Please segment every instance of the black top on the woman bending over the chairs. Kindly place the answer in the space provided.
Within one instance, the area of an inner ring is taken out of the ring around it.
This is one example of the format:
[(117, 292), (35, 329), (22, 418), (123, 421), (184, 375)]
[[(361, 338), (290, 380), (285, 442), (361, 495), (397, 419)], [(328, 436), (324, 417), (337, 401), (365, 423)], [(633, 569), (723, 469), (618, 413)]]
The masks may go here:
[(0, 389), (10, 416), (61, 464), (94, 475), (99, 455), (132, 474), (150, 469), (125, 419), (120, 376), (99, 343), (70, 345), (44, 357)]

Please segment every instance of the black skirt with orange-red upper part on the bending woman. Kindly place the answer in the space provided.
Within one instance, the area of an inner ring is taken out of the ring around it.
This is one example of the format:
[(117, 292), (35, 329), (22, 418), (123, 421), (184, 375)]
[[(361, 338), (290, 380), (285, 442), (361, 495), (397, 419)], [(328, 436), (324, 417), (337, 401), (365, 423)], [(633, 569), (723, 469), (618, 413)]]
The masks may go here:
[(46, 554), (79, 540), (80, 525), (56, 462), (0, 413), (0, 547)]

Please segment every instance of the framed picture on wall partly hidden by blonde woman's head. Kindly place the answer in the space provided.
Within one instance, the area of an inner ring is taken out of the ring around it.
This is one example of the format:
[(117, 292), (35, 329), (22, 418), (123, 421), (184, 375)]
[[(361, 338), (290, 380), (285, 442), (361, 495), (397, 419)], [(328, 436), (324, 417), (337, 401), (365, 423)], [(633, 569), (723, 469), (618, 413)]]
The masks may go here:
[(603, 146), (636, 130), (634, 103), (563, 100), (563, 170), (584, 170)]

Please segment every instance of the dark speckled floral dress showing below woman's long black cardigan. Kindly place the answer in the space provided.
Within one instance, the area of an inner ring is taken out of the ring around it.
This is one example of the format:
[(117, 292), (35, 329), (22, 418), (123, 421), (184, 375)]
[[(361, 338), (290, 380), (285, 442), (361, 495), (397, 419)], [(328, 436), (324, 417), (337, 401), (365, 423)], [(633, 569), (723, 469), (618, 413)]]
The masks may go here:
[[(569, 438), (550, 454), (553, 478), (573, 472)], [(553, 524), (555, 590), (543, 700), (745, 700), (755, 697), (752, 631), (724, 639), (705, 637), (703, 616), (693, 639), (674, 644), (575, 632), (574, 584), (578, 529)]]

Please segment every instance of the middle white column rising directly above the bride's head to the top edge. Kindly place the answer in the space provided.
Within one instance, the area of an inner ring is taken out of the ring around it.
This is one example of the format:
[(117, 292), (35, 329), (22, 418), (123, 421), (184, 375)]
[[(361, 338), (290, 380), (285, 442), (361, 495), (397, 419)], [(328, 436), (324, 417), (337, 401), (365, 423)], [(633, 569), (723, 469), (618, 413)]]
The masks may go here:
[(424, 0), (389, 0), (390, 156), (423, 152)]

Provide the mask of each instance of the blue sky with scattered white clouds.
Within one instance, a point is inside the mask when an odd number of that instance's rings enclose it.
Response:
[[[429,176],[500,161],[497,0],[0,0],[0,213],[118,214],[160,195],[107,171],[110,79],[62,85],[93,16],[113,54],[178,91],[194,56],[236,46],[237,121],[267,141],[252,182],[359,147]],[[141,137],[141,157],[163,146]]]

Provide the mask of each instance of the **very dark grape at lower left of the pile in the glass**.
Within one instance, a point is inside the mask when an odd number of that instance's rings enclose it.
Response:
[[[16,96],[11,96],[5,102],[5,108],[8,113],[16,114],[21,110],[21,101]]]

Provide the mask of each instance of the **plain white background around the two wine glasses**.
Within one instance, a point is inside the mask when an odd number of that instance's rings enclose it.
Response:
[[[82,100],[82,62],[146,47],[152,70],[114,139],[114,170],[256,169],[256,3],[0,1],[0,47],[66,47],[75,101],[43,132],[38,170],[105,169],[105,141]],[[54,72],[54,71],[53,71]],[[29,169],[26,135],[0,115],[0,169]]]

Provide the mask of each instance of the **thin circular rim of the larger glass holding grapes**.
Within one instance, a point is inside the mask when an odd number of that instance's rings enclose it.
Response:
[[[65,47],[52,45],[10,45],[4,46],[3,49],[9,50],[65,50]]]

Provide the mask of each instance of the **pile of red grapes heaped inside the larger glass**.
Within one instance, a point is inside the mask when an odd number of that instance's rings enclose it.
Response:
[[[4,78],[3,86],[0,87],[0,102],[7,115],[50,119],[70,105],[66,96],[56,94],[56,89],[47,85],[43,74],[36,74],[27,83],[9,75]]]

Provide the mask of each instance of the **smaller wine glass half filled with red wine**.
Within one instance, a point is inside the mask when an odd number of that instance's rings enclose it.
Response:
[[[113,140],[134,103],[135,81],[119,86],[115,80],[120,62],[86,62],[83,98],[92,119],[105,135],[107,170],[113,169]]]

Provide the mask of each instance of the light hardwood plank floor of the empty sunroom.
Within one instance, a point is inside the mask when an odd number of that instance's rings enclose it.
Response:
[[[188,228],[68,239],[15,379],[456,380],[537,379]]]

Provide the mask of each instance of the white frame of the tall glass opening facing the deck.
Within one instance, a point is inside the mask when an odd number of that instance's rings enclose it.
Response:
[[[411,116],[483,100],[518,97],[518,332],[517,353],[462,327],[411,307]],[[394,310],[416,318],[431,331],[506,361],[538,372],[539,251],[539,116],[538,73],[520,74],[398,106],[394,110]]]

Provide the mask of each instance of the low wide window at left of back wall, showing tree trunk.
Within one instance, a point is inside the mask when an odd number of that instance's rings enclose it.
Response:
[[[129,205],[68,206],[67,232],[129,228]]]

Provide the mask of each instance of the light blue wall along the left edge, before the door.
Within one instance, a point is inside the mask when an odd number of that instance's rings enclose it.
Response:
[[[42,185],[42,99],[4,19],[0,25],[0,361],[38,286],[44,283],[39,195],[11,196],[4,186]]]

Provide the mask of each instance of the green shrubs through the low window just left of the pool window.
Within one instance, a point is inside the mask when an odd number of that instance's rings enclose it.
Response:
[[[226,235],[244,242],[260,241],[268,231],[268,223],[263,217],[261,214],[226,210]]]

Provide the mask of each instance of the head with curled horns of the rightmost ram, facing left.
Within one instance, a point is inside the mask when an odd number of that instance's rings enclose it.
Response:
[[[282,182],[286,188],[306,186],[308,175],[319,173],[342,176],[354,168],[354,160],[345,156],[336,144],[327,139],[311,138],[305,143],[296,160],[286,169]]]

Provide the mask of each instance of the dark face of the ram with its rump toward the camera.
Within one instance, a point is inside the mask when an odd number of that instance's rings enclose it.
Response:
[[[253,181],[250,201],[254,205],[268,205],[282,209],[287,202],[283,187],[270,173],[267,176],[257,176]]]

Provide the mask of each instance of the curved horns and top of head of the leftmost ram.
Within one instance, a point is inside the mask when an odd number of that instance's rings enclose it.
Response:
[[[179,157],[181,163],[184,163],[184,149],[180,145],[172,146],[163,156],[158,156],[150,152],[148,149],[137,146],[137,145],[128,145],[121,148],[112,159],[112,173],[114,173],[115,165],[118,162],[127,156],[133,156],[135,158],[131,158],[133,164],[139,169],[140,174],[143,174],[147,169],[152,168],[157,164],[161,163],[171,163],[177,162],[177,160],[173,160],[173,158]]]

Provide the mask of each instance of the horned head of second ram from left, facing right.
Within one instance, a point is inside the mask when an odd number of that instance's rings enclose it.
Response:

===

- Problem -
Reproduce the records above in full and with exact wording.

- Response to this exercise -
Please segment every instance of the black top on the woman bending over the chairs. Kindly place the answer in the space provided.
Within one instance, the area of an inner ring is taken out of the ring around it.
This is one example of the format:
[(117, 292), (35, 329), (22, 418), (123, 421), (184, 375)]
[[(361, 338), (290, 380), (285, 442), (361, 495), (397, 419)], [(328, 436), (324, 417), (337, 401), (365, 423)], [(633, 569), (723, 469), (618, 413)]]
The masks may go here:
[(0, 389), (10, 416), (61, 464), (94, 475), (99, 455), (132, 474), (150, 469), (125, 419), (120, 376), (99, 343), (70, 345), (44, 357)]

Please segment every instance of the black skirt with orange-red upper part on the bending woman. Kindly place the answer in the space provided.
Within one instance, the area of an inner ring is taken out of the ring around it.
This is one example of the format:
[(117, 292), (35, 329), (22, 418), (123, 421), (184, 375)]
[[(361, 338), (290, 380), (285, 442), (361, 495), (397, 419)], [(328, 436), (324, 417), (337, 401), (365, 423)], [(633, 569), (723, 469), (618, 413)]]
The masks may go here:
[(46, 554), (79, 540), (80, 525), (56, 462), (0, 413), (0, 547)]

Please segment every instance of the framed picture on wall partly hidden by blonde woman's head. Kindly place the answer in the space provided.
Within one instance, the area of an inner ring is taken out of the ring around it.
This is one example of the format:
[(117, 292), (35, 329), (22, 418), (123, 421), (184, 375)]
[[(361, 338), (290, 380), (285, 442), (361, 495), (397, 419)], [(328, 436), (324, 417), (337, 401), (365, 423)], [(633, 569), (723, 469), (618, 413)]]
The masks may go here:
[(603, 146), (636, 130), (634, 103), (563, 100), (563, 170), (584, 170)]

Please segment every instance of the dark speckled floral dress showing below woman's long black cardigan. Kindly place the answer in the space provided.
Within one instance, the area of an inner ring is taken out of the ring around it.
This is one example of the format:
[(117, 292), (35, 329), (22, 418), (123, 421), (184, 375)]
[[(361, 338), (290, 380), (285, 442), (361, 495), (397, 419)], [(328, 436), (324, 417), (337, 401), (365, 423)], [(633, 569), (723, 469), (618, 413)]]
The masks may go here:
[[(569, 438), (550, 454), (553, 478), (573, 472)], [(553, 524), (555, 590), (543, 700), (745, 700), (755, 697), (752, 631), (724, 639), (705, 637), (703, 616), (693, 639), (674, 644), (575, 632), (574, 584), (578, 529)]]

Please segment every instance of the middle white column rising directly above the bride's head to the top edge. Kindly place the answer in the space provided.
Within one instance, the area of an inner ring is taken out of the ring around it.
This is one example of the format:
[(117, 292), (35, 329), (22, 418), (123, 421), (184, 375)]
[[(361, 338), (290, 380), (285, 442), (361, 495), (397, 419)], [(328, 436), (324, 417), (337, 401), (365, 423)], [(633, 569), (723, 469), (618, 413)]]
The masks may go here:
[(424, 0), (389, 0), (390, 156), (423, 152)]

Provide the mask of each instance of the blue sky with scattered white clouds.
Within one instance, a point is inside the mask when an odd number of that instance's rings enclose it.
Response:
[[[429,176],[500,161],[497,0],[0,0],[0,213],[118,214],[160,195],[107,171],[110,79],[62,85],[93,16],[113,54],[178,91],[194,56],[236,46],[237,121],[267,141],[252,182],[359,147]],[[141,137],[141,157],[163,146]]]

Provide the mask of each instance of the **very dark grape at lower left of the pile in the glass**.
Within one instance, a point is inside the mask when an odd number of that instance's rings enclose it.
Response:
[[[16,96],[11,96],[5,102],[5,108],[8,113],[16,114],[21,110],[21,101]]]

Provide the mask of each instance of the **plain white background around the two wine glasses**.
Within one instance, a point is inside the mask when an odd number of that instance's rings enclose it.
Response:
[[[82,100],[82,62],[146,47],[152,70],[114,139],[114,170],[256,169],[256,3],[0,1],[0,47],[66,47],[75,101],[43,132],[38,170],[105,169],[105,141]],[[54,72],[54,71],[53,71]],[[29,169],[26,135],[0,115],[0,169]]]

Provide the mask of each instance of the **thin circular rim of the larger glass holding grapes**.
Within one instance, a point is inside the mask when an odd number of that instance's rings enclose it.
Response:
[[[65,47],[52,45],[10,45],[4,46],[3,49],[9,50],[65,50]]]

Provide the mask of each instance of the **pile of red grapes heaped inside the larger glass**.
Within one instance, a point is inside the mask when an odd number of that instance's rings enclose it.
Response:
[[[4,78],[3,86],[0,87],[0,102],[7,115],[50,119],[70,105],[66,96],[56,94],[56,89],[47,85],[43,74],[36,74],[27,83],[9,75]]]

Provide the mask of each instance of the **smaller wine glass half filled with red wine**.
Within one instance, a point is inside the mask when an odd number of that instance's rings enclose it.
Response:
[[[113,140],[134,103],[135,81],[119,86],[115,80],[120,62],[86,62],[83,98],[92,119],[105,135],[107,170],[113,169]]]

Provide the mask of each instance of the light hardwood plank floor of the empty sunroom.
Within one instance, a point is inside the mask when an odd number of that instance's rings enclose it.
Response:
[[[188,228],[68,239],[15,379],[456,380],[537,379]]]

Provide the mask of each instance of the white frame of the tall glass opening facing the deck.
Within one instance, a point is inside the mask when an odd number of that instance's rings enclose it.
Response:
[[[411,116],[483,100],[518,97],[518,332],[517,353],[462,327],[411,307]],[[394,310],[416,318],[431,331],[506,361],[538,372],[539,251],[539,116],[538,73],[520,74],[398,106],[394,110]]]

Provide the mask of each instance of the low wide window at left of back wall, showing tree trunk.
Within one instance, a point is inside the mask when an odd number of that instance's rings enclose it.
Response:
[[[129,205],[68,206],[67,232],[129,228]]]

Provide the mask of each instance of the light blue wall along the left edge, before the door.
Within one instance, a point is inside the mask when an odd number of that instance's rings enclose it.
Response:
[[[42,185],[42,99],[4,19],[0,25],[0,361],[38,286],[44,283],[39,195],[11,196],[4,186]]]

Provide the mask of each instance of the green shrubs through the low window just left of the pool window.
Within one instance, a point is inside the mask when an odd number of that instance's rings enclose it.
Response:
[[[226,235],[244,242],[260,241],[268,231],[268,223],[263,217],[261,214],[226,210]]]

Provide the mask of each instance of the head with curled horns of the rightmost ram, facing left.
Within one instance, a point is inside the mask when an odd number of that instance's rings enclose it.
Response:
[[[282,182],[286,188],[306,186],[308,175],[319,173],[342,176],[354,168],[354,160],[345,156],[336,144],[327,139],[311,138],[305,143],[296,160],[286,169]]]

Provide the mask of each instance of the dark face of the ram with its rump toward the camera.
Within one instance, a point is inside the mask when an odd number of that instance's rings enclose it.
Response:
[[[253,181],[250,201],[254,205],[268,205],[282,209],[287,202],[283,187],[270,173],[267,176],[257,176]]]

Provide the mask of each instance of the curved horns and top of head of the leftmost ram.
Within one instance, a point is inside the mask when an odd number of that instance's rings enclose it.
Response:
[[[179,157],[181,163],[184,163],[184,149],[180,145],[172,146],[163,156],[158,156],[150,152],[148,149],[137,146],[137,145],[128,145],[121,148],[112,159],[112,173],[114,173],[115,165],[118,162],[127,156],[133,156],[135,158],[131,158],[133,164],[139,169],[140,174],[143,174],[147,169],[152,168],[157,164],[161,163],[171,163],[177,162],[177,160],[173,160],[173,158]]]

Provide the mask of each instance of the horned head of second ram from left, facing right.
Within one instance, a point is inside the mask when an odd number of that instance's rings enclose it.
Response:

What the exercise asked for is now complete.